*Required actions:*
1) In the passage on Piso's adoption, rewrite the stretch from "Piso was then" through "is brief—and good.", replacing "oxen" with "bulls".
2) According to the passage on Piso's adoption, where was his selection as heir announced before it reached the Senate?

Start Source

The selection of Piso as heir and presumptive emperor was then announced in the Praetorian barracks, earlier than in the Senate. This attempt to placate the restless Guard was not entirely unsuccessful. Beneath a leaden sky, Galba delivered a prepared speech of military brevity, saying that in adopting a successor outside his own family and the circle of his military men, he was following, indeed improving upon, the example set by Augustus in his choice of Tiberius. To stop exaggerated rumours, he openly admitted that the Mainz legions had failed to swear fealty, but added that this was merely a matter of words: they would soon return to duty. Unfortunately, there was still no mention of a donative. Despite this curt and unaccommodating announcement, the officers and front ranks cheered. Those who did not needed only a token inducement to join in. No such inducement was offered.

Piso was then presented to the Senate in an equally brief ceremony, and received a warm welcome, much of it genuine, some of it perfunctory. He was now officially Servius Sulpicius Galba Caesar, son of Augustus, and in honour of his adoption under this name (which, however, owing to the briefness of his reign appears in no other extant source), the minute book of the dutiful Brethren of the Fields notes the inevitable sacrifice upon the Capitol to Jupiter, Minerva and the well-being of Rome. The oxen were slaughtered to no purpose. Piso’s reign was to last just five days. His record is brief—and good.

End Source
Start Stored rows

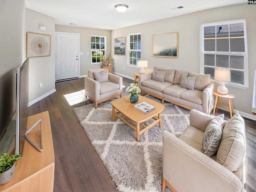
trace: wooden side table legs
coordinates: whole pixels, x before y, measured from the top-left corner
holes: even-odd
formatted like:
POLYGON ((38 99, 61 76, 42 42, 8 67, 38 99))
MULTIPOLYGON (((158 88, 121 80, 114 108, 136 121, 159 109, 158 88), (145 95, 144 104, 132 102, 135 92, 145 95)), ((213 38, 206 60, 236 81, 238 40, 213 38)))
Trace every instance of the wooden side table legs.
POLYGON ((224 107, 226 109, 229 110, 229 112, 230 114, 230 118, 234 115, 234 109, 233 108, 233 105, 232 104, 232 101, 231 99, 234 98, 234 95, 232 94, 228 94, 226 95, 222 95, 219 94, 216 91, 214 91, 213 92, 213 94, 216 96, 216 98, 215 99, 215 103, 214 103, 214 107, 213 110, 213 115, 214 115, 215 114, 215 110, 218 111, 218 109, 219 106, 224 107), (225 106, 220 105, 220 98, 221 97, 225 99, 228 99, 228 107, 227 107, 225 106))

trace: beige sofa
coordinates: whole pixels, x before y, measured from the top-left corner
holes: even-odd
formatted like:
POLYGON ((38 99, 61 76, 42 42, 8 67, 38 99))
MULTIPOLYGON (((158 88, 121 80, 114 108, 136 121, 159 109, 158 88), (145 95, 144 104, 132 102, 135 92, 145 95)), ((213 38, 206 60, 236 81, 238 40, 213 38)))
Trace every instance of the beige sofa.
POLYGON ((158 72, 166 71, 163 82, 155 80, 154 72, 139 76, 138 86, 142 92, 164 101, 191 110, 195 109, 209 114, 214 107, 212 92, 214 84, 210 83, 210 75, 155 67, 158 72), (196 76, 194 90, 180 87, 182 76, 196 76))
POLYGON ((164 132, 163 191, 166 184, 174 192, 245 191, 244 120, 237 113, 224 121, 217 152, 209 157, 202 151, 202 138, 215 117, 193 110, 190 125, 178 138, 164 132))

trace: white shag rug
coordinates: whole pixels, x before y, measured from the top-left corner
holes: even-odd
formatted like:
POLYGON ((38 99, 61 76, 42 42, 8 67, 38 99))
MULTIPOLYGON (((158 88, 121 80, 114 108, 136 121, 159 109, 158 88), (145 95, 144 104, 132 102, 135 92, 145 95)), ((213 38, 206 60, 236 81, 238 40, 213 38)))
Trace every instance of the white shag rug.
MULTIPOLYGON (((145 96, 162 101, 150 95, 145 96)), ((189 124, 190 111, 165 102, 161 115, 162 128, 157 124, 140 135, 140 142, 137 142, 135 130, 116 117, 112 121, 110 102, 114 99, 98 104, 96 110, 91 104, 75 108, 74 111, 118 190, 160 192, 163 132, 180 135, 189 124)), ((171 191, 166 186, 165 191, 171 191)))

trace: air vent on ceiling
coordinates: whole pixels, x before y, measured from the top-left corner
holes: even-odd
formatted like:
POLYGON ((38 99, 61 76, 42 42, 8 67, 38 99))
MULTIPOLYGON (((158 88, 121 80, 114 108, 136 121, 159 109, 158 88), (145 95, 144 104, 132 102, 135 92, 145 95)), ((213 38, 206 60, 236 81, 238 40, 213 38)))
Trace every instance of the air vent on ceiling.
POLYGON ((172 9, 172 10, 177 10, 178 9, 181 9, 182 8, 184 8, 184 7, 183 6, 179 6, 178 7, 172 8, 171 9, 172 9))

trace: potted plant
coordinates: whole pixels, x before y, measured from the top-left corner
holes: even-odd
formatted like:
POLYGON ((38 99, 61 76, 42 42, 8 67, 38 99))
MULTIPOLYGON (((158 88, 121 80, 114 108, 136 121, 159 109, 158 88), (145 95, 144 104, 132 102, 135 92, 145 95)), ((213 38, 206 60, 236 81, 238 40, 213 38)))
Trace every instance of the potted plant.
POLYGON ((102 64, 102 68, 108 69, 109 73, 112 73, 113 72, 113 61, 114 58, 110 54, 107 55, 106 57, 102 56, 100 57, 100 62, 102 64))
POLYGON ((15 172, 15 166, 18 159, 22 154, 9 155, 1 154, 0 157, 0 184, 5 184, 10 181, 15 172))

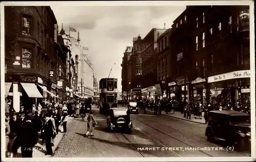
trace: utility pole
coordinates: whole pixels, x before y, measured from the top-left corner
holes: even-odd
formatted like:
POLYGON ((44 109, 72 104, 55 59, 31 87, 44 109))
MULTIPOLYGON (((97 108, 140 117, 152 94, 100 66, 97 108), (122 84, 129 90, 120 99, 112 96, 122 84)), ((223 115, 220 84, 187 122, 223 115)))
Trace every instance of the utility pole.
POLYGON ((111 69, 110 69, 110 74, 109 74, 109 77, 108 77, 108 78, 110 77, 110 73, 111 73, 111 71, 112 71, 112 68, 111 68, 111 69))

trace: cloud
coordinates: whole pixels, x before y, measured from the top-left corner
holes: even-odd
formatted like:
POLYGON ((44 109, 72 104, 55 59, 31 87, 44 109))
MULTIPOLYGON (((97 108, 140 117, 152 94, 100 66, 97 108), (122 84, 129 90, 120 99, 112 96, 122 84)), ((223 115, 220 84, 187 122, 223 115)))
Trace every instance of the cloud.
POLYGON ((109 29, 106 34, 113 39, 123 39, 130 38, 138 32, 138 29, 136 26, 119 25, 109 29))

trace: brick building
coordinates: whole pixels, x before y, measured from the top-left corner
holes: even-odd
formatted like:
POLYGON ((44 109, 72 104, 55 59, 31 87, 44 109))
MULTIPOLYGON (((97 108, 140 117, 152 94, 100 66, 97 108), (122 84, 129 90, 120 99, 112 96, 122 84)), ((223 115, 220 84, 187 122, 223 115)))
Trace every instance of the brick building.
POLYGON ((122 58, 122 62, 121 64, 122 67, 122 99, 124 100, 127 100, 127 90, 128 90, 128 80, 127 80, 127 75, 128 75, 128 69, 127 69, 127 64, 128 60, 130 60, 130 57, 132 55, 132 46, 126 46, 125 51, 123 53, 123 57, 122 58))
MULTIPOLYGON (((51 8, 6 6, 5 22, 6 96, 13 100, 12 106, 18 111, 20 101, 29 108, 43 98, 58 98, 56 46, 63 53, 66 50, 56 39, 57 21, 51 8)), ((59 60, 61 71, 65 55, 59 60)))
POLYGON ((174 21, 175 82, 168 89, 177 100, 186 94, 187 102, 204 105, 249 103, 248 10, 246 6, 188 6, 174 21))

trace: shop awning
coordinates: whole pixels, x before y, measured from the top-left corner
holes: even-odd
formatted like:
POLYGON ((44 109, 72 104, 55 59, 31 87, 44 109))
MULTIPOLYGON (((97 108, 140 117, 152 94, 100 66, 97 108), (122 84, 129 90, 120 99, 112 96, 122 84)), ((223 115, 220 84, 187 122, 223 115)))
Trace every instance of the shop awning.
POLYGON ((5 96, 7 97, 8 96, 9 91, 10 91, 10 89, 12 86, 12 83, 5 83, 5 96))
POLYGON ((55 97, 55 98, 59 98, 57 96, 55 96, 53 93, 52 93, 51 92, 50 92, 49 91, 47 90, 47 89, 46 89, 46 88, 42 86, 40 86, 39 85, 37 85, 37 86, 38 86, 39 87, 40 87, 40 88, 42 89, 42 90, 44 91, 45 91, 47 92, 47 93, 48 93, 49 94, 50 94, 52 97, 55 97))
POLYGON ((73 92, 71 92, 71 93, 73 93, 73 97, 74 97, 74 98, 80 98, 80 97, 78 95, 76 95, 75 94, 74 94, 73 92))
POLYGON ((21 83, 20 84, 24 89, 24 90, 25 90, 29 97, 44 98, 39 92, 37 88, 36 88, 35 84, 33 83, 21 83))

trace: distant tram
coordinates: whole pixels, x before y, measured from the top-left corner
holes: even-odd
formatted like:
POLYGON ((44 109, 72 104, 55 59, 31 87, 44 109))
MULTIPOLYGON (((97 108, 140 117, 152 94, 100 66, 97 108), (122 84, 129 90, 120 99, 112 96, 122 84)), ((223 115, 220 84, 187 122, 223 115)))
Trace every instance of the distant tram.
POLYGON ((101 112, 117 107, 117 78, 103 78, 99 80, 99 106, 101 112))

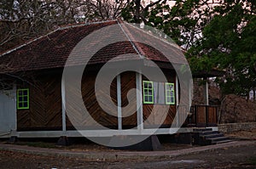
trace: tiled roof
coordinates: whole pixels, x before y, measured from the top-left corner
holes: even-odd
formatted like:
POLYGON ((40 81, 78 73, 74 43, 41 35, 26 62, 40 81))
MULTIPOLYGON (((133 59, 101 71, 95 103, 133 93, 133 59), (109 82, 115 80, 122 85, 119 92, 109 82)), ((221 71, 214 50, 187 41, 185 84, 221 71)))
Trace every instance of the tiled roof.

End Stored rows

*Answers to the exercise:*
1)
Piso was then presented to the Senate in an equally brief ceremony, and received a warm welcome, much of it genuine, some of it perfunctory. He was now officially Servius Sulpicius Galba Caesar, son of Augustus, and in honour of his adoption under this name (which, however, owing to the briefness of his reign appears in no other extant source), the minute book of the dutiful Brethren of the Fields notes the inevitable sacrifice upon the Capitol to Jupiter, Minerva and the well-being of Rome. The bulls were slaughtered to no purpose. Piso’s reign was to last just five days. His record is brief—and good.

2) In the Praetorian barracks.